• [Exercise directions]: Please copy all of the entries below, keeping every line unchanged.

• [Material for this exercise]:
•••

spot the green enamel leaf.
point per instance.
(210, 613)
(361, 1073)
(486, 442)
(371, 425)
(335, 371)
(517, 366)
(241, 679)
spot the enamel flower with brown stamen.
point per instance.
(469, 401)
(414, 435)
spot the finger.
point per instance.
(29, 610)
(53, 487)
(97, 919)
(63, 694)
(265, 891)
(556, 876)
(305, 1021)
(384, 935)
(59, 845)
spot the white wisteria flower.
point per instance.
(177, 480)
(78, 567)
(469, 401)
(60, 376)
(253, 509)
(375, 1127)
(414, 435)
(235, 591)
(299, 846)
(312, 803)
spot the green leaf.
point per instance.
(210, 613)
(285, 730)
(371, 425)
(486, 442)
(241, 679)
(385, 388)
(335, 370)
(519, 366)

•••

• [Complete answer]:
spot the green enamel leaf.
point per instance.
(210, 613)
(361, 1073)
(486, 442)
(371, 425)
(335, 371)
(517, 366)
(241, 679)
spot the enamel flower with brown stamen.
point per instance.
(469, 401)
(414, 435)
spot the finger.
point per instance.
(29, 610)
(53, 487)
(97, 919)
(63, 694)
(265, 891)
(556, 876)
(305, 1021)
(384, 935)
(59, 845)
spot the white wisteria flower.
point per instance.
(177, 480)
(78, 567)
(469, 401)
(60, 376)
(253, 509)
(375, 1127)
(414, 435)
(235, 591)
(299, 846)
(312, 803)
spot the green leaf.
point per instance.
(210, 613)
(285, 730)
(371, 425)
(486, 442)
(241, 679)
(385, 388)
(335, 370)
(519, 366)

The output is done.